## Pokazany tekst
= = =

Izba izbie nierówna, ale… Jak się okazuje, okręgowe samorządy inżynierów zmagają się z podobnymi problemami. Skąd to wiemy? Taki przekaz zawarł Roman Karwowski, przewodniczący Okręgowej Rady ŚlOIIB, który udzielił odpowiedzi na pytania LOIIB INFO. Zapytaliśmy również m.in. o specyfikę i działalność śląskiej izby.
Roman Karwowski – przewodniczący OR ŚlOIIB z siedzibą w Katowicach, która zrzesza prawie 13 tysięcy inżynierów budownictwa i jest najliczniejszym samorządem po Mazowieckiej OIIB. Roman Karwowski jest absolwentem Politechniki Warszawskiej, Wydziału Inżynierii Lądowej w specjalności konstrukcje budowlano-inżynierskie. Jeszcze do niedawna na stanowisku prezesa prowadził własne biuro projektowe, którego działalność specjalizowała się w projektowaniu oczyszczalni ścieków, ujęć wody, wodociągów i kanalizacji. W radzie śląskiej izby działa od samego początku jej powołania, czyli od ponad 23 lat, przez wiele lat pełnił także funkcję przewodniczącego Rady Programowej „Informatora” oraz Rzecznika Prasowego, odpowiedzialnego za Public Relations oraz politykę informacyjną i promocyjną Izby. Jest trzecim przewodniczącym rady i sprawuje tę funkcję już drugą kadencję. Ponadto jest członkiem krajowej rady PIIB, gdzie pełni także funkcję przewodniczącego Zespołu ds. Systemu Elektronicznego Obiegu Dokumentów (SEOD).
Jednym z kluczowych priorytetów jego działalności jako przewodniczącego Izby jest otwarcie samorządu zawodowego na członków – budowanie przestrzeni do aktywnego dialogu, zwiększenie transparentności działań oraz realne włączanie inżynierów budownictwa w procesy decyzyjne. Jako istotne zadanie wskazuje także promocję samej Izby oraz szerokie upowszechnianie roli i znaczenia zawodu inżyniera budownictwa w społeczeństwie – zarówno poprzez działania informacyjne i edukacyjne, jak i poprzez budowanie pozytywnego wizerunku branży w oczach opinii publicznej. Równocześnie dużą wagę przykłada do kwestii etyki i odpowiedzialności zawodowej, które – jego zdaniem – powinny być fundamentem działań inżyniera w całym procesie inwestycyjnym. Podkreśla, że rzetelność, przejrzystość działań oraz świadomość odpowiedzialności społecznej zawodu są nieodzowne w budowaniu zaufania do branży budowlanej.

= = =

## Zapisane dane
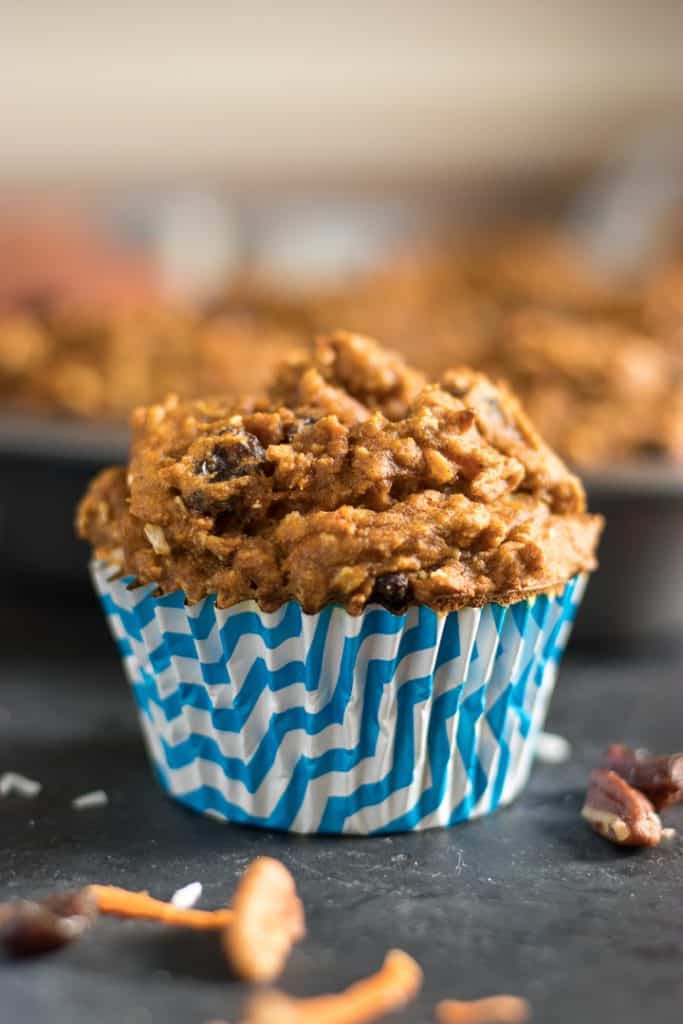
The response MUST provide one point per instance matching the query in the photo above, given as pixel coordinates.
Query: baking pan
(637, 596)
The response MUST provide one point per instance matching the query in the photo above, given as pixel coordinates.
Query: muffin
(341, 606)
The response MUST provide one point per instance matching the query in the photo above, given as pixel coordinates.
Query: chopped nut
(268, 919)
(395, 984)
(619, 812)
(660, 778)
(494, 1010)
(157, 539)
(28, 929)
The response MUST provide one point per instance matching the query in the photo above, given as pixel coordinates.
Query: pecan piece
(620, 813)
(660, 778)
(267, 920)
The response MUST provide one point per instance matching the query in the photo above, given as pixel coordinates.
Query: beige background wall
(274, 90)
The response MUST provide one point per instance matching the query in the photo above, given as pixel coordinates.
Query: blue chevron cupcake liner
(335, 723)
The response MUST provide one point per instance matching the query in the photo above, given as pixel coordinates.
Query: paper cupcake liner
(338, 723)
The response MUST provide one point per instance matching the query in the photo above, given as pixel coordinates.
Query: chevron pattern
(334, 723)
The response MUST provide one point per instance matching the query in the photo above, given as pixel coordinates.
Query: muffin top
(352, 480)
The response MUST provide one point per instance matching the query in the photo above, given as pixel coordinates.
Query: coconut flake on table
(96, 798)
(186, 897)
(552, 749)
(12, 781)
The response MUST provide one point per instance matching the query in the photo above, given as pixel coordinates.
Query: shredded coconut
(11, 781)
(97, 798)
(186, 897)
(553, 750)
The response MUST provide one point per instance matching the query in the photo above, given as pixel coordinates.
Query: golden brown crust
(456, 503)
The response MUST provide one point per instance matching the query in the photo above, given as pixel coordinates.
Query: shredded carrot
(123, 903)
(495, 1010)
(395, 984)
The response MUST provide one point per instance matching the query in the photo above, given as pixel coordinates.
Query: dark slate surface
(527, 901)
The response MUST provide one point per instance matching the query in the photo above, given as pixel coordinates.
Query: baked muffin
(341, 605)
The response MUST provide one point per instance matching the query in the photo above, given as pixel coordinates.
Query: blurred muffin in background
(49, 255)
(99, 365)
(597, 360)
(599, 391)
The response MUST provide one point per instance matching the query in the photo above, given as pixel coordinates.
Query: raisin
(30, 929)
(241, 455)
(392, 590)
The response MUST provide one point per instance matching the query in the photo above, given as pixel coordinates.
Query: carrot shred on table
(395, 984)
(493, 1010)
(124, 903)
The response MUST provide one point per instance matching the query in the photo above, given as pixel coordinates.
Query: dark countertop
(528, 901)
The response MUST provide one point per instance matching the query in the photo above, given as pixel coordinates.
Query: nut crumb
(620, 813)
(157, 539)
(268, 919)
(660, 778)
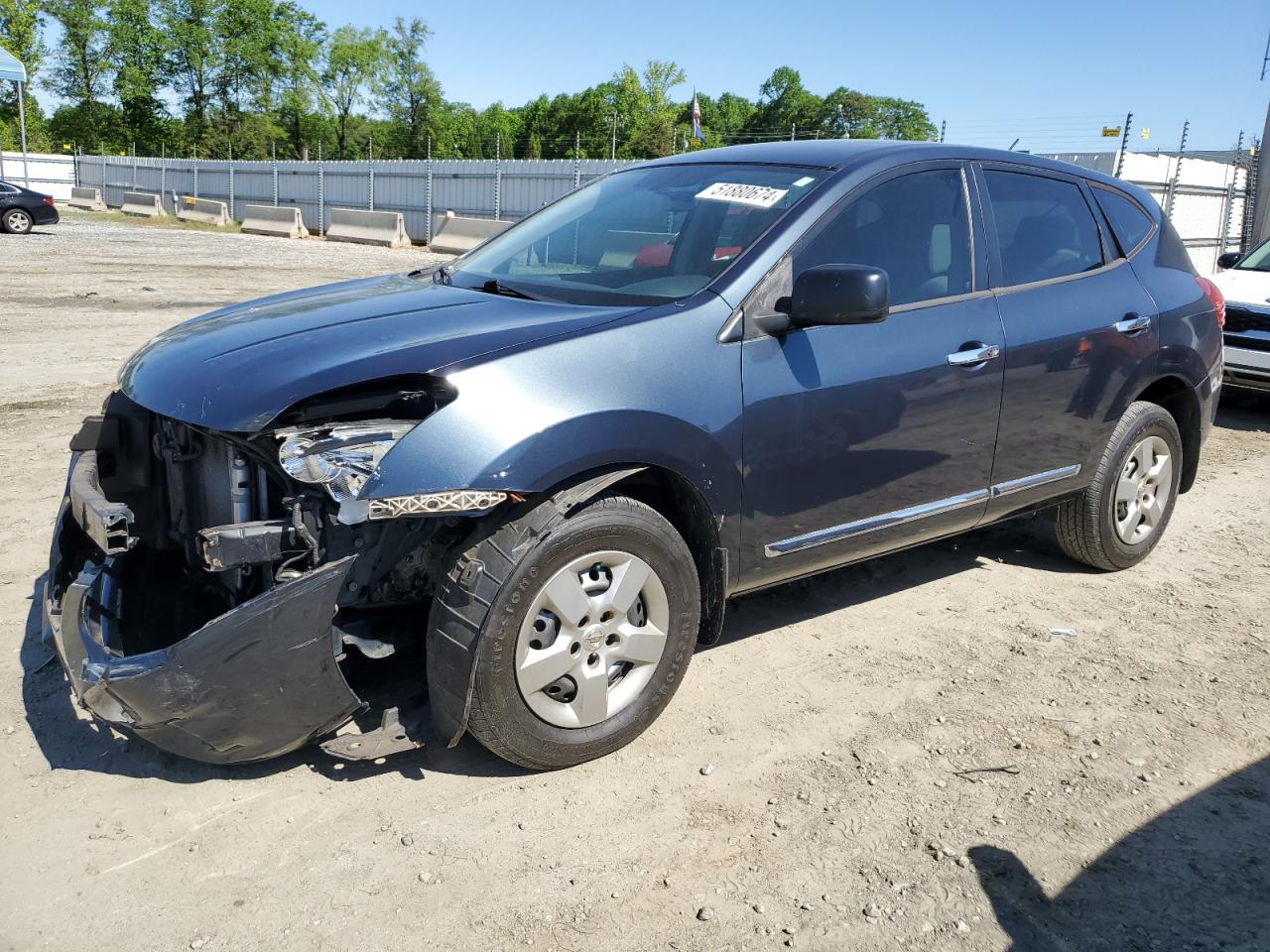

= = =

## Zadania i ćwiczenia
[1] Powtórz słowo w słowo fragment tekstu o Romanie Karwowskim, zaczynając od „Izba izbie nierówna, ale…” i idąc dalej aż do „działalność śląskiej izby.”.
[2] Wypisz wszystko, w czego projektowaniu specjalizowało się biuro projektowe Romana Karwowskiego według tekstu o Romanie Karwowskim.

## Odpowiedzi do zadań
[1]
Izba izbie nierówna, ale… Jak się okazuje, okręgowe samorządy inżynierów zmagają się z podobnymi problemami. Skąd to wiemy? Taki przekaz zawarł Roman Karwowski, przewodniczący Okręgowej Rady ŚlOIIB, który udzielił odpowiedzi na pytania LOIIB INFO. Zapytaliśmy również m.in. o specyfikę i działalność śląskiej izby.

[2]
- oczyszczalnie ścieków
- ujęcia wody
- wodociągi
- kanalizacja